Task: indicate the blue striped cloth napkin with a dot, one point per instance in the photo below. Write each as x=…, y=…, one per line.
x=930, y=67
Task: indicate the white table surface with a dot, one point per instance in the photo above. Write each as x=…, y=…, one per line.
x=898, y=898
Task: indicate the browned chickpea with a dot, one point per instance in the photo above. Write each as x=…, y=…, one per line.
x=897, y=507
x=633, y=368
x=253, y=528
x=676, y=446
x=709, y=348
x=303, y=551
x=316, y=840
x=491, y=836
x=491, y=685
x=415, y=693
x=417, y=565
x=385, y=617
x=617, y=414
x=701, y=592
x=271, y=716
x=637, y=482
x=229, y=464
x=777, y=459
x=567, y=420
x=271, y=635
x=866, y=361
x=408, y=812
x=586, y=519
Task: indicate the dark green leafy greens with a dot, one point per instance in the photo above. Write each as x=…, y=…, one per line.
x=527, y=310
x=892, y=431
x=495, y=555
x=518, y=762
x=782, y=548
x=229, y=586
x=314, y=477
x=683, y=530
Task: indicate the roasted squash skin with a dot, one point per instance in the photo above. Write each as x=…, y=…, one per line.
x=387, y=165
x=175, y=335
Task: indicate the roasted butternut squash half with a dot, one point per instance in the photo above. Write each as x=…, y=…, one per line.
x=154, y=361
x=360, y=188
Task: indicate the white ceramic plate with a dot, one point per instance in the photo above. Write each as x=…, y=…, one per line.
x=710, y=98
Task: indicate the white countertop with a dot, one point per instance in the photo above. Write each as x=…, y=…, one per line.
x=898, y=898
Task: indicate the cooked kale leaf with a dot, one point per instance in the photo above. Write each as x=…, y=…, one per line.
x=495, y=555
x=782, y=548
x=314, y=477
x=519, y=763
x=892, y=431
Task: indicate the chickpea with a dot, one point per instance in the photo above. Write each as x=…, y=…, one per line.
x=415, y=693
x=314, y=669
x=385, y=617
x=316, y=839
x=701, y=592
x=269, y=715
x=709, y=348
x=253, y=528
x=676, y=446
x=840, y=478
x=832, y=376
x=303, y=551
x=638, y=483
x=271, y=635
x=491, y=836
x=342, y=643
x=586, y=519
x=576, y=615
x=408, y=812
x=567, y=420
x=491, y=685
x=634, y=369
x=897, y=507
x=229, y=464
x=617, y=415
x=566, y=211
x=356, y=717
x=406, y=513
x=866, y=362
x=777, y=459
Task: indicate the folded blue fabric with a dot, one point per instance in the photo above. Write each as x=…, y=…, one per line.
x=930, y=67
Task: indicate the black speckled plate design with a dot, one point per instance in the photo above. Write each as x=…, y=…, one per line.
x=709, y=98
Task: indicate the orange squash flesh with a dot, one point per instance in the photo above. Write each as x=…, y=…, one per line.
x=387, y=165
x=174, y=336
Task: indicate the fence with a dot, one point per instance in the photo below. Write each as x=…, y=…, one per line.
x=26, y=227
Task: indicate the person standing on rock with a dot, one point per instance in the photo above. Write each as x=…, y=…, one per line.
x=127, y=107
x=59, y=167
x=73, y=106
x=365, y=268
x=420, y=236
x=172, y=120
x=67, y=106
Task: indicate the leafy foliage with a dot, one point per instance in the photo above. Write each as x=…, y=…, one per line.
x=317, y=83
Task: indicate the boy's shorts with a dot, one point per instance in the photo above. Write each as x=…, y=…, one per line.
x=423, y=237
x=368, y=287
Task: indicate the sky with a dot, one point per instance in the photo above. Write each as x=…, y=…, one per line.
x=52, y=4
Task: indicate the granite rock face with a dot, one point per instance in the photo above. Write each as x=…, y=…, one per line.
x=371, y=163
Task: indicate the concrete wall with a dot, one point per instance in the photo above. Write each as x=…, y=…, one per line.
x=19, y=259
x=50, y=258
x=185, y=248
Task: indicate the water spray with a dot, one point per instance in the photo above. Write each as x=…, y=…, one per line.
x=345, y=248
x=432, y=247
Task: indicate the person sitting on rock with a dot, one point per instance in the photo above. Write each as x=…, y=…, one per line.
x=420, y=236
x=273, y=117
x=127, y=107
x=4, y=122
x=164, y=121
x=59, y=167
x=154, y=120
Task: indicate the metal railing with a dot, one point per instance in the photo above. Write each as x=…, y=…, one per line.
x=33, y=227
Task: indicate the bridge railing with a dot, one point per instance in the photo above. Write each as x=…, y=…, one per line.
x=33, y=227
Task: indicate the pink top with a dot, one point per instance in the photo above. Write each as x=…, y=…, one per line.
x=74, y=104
━━━
### Problem description
Copy every record above, word for word, with nothing left out or changed.

### Solution
Task: indicate the blue striped cloth napkin with a dot, one point per instance in the photo below. Write each as x=…, y=…, one per line.
x=930, y=67
Task: indicate the white table surface with a dot, one point per instance in the photo above. Write each as x=…, y=…, one per line.
x=898, y=898
Task: indicate the browned chickpea with a dot, one point per instance in the photo above. Write each as x=…, y=…, one per line.
x=897, y=507
x=633, y=368
x=253, y=528
x=676, y=446
x=709, y=348
x=303, y=551
x=316, y=840
x=491, y=836
x=491, y=685
x=415, y=693
x=417, y=565
x=385, y=617
x=617, y=414
x=701, y=592
x=271, y=716
x=637, y=482
x=229, y=464
x=777, y=459
x=567, y=420
x=271, y=635
x=866, y=361
x=408, y=812
x=586, y=519
Task: indicate the dark green leafy greens with a dot, one point per instance in the photo above. Write each as x=…, y=…, one per line.
x=527, y=310
x=892, y=431
x=495, y=555
x=518, y=762
x=782, y=548
x=229, y=586
x=314, y=477
x=683, y=530
Task: indicate the roasted squash skin with a dot, one point per instance in the photo above. Write each as x=…, y=…, one per line.
x=387, y=165
x=175, y=335
Task: indicate the roasted butternut squash half with a dot, one point per instance in the photo above. Write each as x=…, y=…, one per line.
x=154, y=361
x=360, y=188
Task: indicate the white ceramic plate with a dot, one point per instance in the photo above. Write each as x=…, y=…, one per line.
x=710, y=98
Task: indicate the white countertop with a dot, one point per instance in the photo above. Write each as x=…, y=…, one per line.
x=898, y=898
Task: indicate the cooked kale leaf with a dot, one point per instance in the photo above. Write each as x=…, y=…, one per line.
x=495, y=555
x=782, y=548
x=314, y=477
x=519, y=763
x=892, y=431
Task: indicate the chickpea with a dot, one point per instance in the photo above. Write each as x=…, y=…, one per line.
x=415, y=693
x=314, y=669
x=385, y=617
x=316, y=839
x=701, y=592
x=269, y=715
x=709, y=348
x=253, y=528
x=676, y=446
x=840, y=478
x=832, y=376
x=303, y=551
x=638, y=483
x=271, y=635
x=491, y=836
x=342, y=643
x=586, y=519
x=576, y=615
x=408, y=812
x=567, y=420
x=491, y=685
x=634, y=369
x=897, y=507
x=229, y=464
x=617, y=415
x=566, y=211
x=356, y=717
x=406, y=513
x=866, y=362
x=777, y=459
Task: indicate the folded blue fabric with a dot, one point per instance in the photo above. Write each as x=…, y=…, one per line.
x=930, y=67
Task: indicate the black speckled plate design with a dot, one point per instance in the photo above. Write each as x=…, y=…, one per line.
x=709, y=98
Task: indicate the orange squash flesh with a dot, one point per instance in the photo above. Write each as x=…, y=…, one per line.
x=387, y=165
x=174, y=336
Task: indicate the fence with a dot, one point per instance in the photo below. Write each as x=…, y=…, one per line.
x=26, y=227
Task: indicate the person standing on rock with a dot, one point per instance in the photo above. Write each as x=…, y=…, one per line.
x=127, y=107
x=59, y=167
x=73, y=106
x=365, y=268
x=420, y=236
x=172, y=120
x=67, y=106
Task: indicate the leafy foliage with a dot, one point per instance in the photo above. Write each as x=…, y=…, one per line.
x=317, y=83
Task: indicate the boy's shorts with a dot, one point per instance in the photo above. Write each as x=…, y=…, one per line.
x=423, y=237
x=368, y=287
Task: indicate the sky with a dot, one point per instance in the photo above. Write each as x=…, y=…, one per line.
x=52, y=4
Task: indicate the granite rock face with a dot, one point per instance in the photo above. Write each as x=…, y=…, one per line.
x=371, y=163
Task: indicate the concrete wall with a dot, one point per instance in the photo above. Write each as x=…, y=…, one per line.
x=19, y=259
x=50, y=258
x=185, y=248
Task: indicate the water spray with a dot, one point per instance in the photo above. Write each as x=…, y=…, one per line.
x=345, y=248
x=432, y=247
Task: indicate the person sitting on rock with a dot, one point per instance in the photo above. Write each as x=…, y=…, one per line.
x=420, y=236
x=273, y=117
x=127, y=107
x=4, y=122
x=164, y=121
x=59, y=167
x=154, y=120
Task: indicate the metal railing with a dot, one point per instance in the photo above. Write each as x=…, y=…, one per line.
x=33, y=227
Task: indicate the bridge railing with a dot, one point per instance in the photo above. Write each as x=…, y=…, one per line.
x=33, y=227
Task: indicate the pink top with a dot, one point per instance in the photo above. Write each as x=…, y=…, one per line.
x=74, y=104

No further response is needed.